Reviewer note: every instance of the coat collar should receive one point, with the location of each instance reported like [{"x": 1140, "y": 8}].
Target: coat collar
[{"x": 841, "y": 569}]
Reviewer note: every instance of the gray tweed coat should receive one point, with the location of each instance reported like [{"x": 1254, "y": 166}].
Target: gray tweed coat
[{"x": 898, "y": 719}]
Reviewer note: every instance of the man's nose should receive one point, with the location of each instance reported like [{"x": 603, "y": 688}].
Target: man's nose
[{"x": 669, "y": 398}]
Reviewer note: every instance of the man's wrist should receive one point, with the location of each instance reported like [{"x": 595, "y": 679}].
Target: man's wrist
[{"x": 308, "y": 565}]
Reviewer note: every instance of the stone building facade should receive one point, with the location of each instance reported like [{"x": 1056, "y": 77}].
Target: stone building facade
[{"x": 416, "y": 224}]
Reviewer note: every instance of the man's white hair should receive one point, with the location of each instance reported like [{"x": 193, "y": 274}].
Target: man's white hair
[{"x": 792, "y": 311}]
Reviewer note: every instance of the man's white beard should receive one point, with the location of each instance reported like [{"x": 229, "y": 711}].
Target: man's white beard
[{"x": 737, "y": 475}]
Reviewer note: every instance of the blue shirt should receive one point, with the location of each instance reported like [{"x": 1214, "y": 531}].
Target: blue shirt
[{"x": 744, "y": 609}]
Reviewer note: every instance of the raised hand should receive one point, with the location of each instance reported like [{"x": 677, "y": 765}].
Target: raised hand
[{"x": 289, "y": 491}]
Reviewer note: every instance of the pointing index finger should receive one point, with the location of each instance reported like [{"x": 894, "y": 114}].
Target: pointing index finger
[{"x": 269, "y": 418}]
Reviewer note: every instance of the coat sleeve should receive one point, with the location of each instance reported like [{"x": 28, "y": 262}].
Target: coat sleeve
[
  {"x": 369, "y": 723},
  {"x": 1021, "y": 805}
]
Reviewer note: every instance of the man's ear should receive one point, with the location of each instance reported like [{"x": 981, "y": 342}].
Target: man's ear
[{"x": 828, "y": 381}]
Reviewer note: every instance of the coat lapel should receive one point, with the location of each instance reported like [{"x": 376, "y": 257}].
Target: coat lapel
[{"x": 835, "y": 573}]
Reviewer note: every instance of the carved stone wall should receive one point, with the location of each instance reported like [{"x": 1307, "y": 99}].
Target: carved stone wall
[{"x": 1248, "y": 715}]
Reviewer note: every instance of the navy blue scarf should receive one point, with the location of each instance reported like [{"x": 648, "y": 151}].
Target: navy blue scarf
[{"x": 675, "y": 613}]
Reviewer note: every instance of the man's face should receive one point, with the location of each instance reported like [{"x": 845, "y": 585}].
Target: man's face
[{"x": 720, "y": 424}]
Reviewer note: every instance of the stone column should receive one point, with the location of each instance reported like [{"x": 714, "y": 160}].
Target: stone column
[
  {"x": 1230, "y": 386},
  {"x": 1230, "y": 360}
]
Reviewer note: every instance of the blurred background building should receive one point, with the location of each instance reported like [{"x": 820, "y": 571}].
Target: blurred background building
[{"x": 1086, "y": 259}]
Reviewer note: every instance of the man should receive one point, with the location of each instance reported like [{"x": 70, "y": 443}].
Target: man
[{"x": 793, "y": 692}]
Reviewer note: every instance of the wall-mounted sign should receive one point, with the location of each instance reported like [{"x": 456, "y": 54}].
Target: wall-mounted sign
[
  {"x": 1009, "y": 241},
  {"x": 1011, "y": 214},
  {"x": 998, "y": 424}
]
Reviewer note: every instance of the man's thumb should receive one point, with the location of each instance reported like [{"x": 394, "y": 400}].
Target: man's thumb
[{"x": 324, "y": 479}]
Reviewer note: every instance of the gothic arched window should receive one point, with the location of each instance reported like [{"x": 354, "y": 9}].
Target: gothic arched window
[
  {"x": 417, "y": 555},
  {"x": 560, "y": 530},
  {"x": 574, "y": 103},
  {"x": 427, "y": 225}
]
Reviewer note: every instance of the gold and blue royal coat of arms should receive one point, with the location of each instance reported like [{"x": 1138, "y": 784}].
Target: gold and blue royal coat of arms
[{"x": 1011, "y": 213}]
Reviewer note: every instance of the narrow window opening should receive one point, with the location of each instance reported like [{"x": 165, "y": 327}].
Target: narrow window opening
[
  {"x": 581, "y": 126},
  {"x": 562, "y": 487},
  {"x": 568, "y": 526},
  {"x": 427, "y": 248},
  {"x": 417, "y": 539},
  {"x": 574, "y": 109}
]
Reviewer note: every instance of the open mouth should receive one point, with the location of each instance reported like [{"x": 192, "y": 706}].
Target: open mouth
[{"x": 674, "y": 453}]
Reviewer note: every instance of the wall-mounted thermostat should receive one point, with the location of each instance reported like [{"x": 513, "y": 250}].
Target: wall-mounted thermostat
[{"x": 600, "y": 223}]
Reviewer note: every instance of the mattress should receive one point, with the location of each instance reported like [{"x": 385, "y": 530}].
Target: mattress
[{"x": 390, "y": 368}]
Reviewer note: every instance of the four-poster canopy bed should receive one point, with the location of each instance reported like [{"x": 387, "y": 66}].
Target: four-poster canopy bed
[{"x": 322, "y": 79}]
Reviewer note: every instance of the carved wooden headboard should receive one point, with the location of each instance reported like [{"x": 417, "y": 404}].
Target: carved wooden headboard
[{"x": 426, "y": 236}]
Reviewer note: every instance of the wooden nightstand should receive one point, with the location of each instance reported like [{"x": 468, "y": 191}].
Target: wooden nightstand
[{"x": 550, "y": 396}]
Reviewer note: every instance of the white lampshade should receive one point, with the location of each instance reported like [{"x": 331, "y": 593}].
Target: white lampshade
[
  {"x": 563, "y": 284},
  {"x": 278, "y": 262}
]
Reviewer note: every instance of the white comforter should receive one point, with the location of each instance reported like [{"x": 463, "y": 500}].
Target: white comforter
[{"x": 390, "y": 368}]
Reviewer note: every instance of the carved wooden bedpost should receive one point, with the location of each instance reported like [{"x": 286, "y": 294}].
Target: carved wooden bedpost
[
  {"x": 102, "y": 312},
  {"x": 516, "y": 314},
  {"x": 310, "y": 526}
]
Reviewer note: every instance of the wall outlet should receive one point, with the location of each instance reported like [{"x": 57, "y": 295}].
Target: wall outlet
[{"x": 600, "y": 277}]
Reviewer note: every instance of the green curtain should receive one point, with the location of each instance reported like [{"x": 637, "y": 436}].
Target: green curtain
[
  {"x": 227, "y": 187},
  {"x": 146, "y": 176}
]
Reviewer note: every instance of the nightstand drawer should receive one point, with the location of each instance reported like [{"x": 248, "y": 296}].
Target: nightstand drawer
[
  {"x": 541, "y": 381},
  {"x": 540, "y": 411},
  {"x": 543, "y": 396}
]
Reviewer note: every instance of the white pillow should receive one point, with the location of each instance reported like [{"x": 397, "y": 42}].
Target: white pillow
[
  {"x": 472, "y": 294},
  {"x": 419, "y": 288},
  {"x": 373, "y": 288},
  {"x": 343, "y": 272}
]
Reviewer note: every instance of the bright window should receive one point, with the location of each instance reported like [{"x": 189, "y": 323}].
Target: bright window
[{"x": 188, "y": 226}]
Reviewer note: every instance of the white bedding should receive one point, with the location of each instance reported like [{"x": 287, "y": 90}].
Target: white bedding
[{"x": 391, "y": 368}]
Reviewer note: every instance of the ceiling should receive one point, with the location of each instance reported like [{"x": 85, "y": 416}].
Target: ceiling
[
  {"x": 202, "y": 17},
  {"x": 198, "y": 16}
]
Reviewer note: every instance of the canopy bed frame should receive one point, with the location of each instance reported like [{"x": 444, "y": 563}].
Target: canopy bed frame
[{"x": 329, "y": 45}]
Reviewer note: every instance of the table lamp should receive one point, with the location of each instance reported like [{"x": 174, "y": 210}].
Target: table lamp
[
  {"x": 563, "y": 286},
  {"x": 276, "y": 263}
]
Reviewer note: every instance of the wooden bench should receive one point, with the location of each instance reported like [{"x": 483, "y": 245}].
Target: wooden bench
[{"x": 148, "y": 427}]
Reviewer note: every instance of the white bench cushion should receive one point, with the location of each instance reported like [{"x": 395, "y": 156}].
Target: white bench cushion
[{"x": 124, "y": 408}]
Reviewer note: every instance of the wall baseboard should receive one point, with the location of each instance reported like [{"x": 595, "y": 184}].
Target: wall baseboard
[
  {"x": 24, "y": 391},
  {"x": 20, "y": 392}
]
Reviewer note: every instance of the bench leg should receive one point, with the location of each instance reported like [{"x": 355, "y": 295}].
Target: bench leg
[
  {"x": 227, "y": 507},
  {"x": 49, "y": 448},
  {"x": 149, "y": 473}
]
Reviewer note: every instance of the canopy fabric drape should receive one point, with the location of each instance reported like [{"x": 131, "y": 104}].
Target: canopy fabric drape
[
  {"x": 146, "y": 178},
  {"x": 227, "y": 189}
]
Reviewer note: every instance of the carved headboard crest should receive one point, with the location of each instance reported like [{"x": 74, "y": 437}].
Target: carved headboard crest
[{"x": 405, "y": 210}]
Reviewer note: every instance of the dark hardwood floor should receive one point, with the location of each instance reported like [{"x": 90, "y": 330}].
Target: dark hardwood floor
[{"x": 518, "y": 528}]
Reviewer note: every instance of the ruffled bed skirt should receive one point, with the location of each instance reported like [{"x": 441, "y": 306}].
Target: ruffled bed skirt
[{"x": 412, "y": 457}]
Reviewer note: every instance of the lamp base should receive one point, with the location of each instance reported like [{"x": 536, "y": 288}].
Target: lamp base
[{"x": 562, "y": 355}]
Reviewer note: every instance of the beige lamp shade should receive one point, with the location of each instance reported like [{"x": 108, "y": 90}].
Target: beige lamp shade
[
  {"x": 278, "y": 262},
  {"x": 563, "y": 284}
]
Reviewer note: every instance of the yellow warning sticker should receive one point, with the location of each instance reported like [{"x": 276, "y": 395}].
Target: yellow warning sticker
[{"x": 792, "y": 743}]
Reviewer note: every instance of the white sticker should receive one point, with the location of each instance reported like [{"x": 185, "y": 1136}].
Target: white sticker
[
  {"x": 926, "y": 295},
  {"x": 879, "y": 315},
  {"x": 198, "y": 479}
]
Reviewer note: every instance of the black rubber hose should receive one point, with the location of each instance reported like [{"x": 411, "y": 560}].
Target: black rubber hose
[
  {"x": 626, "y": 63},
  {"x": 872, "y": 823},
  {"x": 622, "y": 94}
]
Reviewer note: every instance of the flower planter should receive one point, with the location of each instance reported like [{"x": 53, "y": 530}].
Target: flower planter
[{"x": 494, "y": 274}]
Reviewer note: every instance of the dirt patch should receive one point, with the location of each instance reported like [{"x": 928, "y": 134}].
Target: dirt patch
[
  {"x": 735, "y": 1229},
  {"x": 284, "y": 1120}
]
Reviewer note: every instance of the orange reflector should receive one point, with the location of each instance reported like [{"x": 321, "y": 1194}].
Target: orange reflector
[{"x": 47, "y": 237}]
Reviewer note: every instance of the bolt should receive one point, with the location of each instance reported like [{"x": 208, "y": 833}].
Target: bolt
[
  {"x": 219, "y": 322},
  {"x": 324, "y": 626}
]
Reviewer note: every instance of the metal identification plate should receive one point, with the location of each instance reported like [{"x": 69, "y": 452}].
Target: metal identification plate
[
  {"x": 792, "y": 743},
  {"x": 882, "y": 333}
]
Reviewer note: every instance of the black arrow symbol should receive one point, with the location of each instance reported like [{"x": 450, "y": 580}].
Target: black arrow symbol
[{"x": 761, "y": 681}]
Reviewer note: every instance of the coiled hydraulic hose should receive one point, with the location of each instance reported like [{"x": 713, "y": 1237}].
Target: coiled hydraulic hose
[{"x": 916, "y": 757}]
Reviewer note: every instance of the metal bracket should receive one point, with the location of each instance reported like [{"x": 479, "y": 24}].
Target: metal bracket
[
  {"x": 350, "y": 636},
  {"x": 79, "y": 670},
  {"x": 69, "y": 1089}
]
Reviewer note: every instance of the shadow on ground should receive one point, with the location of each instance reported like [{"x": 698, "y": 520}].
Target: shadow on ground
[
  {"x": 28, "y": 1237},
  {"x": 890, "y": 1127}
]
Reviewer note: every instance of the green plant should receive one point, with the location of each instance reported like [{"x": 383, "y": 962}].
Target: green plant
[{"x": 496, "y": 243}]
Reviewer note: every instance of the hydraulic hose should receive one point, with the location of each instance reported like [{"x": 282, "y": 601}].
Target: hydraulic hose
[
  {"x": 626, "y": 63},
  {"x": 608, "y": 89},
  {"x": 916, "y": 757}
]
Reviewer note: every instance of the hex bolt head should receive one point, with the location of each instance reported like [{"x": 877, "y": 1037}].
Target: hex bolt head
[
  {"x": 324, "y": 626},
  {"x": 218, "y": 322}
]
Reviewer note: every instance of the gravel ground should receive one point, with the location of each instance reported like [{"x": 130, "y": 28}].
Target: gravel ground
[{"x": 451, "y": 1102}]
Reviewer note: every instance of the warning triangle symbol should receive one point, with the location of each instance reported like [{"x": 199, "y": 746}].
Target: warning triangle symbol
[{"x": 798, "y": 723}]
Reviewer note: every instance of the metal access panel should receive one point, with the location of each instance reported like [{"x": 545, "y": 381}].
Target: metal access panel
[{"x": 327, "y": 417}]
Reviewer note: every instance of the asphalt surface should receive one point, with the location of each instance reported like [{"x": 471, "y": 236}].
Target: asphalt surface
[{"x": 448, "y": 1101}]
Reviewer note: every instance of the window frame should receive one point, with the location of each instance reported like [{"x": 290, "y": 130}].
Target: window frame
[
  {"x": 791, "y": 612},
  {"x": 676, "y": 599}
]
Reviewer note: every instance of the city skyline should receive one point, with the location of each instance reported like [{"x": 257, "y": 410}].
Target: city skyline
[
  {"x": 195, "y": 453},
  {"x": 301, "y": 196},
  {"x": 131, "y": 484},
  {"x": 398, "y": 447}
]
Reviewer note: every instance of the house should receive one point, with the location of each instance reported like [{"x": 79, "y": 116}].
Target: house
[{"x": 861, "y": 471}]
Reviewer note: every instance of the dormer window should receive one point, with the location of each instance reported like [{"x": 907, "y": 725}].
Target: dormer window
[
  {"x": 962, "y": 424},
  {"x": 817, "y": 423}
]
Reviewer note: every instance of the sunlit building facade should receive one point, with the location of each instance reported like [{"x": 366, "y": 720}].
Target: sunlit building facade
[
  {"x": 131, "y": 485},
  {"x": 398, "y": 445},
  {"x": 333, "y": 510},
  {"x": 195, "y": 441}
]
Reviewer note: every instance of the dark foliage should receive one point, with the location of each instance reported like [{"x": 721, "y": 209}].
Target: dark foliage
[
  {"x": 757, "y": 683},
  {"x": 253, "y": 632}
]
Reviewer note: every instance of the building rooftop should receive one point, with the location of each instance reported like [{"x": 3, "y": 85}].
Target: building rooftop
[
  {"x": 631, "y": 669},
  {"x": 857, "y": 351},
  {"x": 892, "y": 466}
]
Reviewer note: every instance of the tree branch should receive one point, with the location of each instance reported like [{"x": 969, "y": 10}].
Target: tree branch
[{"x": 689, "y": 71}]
--------------------------------
What you will do
Write out the lines above from the one containing "Reviewer note: every instance of the city" through the last, exactly as they are.

Complete response
Reviewer note: every instance of the city skyline should receive one point, with the location of each instance reported like [{"x": 257, "y": 410}].
Target: city skyline
[
  {"x": 195, "y": 453},
  {"x": 301, "y": 196},
  {"x": 131, "y": 484},
  {"x": 398, "y": 447}
]
Reviewer note: every instance of the house should receive one point, with the location of each instance reported like [{"x": 79, "y": 116}].
Target: house
[{"x": 861, "y": 471}]
Reviewer note: every instance of the dormer window should receive one point, with the location of each instance reported like [{"x": 907, "y": 725}].
Target: dormer window
[
  {"x": 962, "y": 424},
  {"x": 817, "y": 423}
]
Reviewer note: every instance of the sunlit building facade should receive one point, with the location of each instance reported like [{"x": 366, "y": 720}].
Target: sunlit building facade
[
  {"x": 131, "y": 485},
  {"x": 398, "y": 445},
  {"x": 333, "y": 510},
  {"x": 195, "y": 441}
]
Reviewer note: every instance of the dark foliage should receive one point, with the location of each instance reported like [{"x": 721, "y": 209}].
Target: dark foliage
[
  {"x": 757, "y": 683},
  {"x": 253, "y": 632}
]
Reviewer note: every instance of the building rooftop should receive one point, with the location of each instance reported like [{"x": 3, "y": 85}].
Target: building rooftop
[
  {"x": 631, "y": 669},
  {"x": 857, "y": 351},
  {"x": 892, "y": 466}
]
Reviewer note: every instance of the tree branch should receive one point, with the location of each instance reported like [{"x": 969, "y": 10}].
Target: tree branch
[{"x": 689, "y": 71}]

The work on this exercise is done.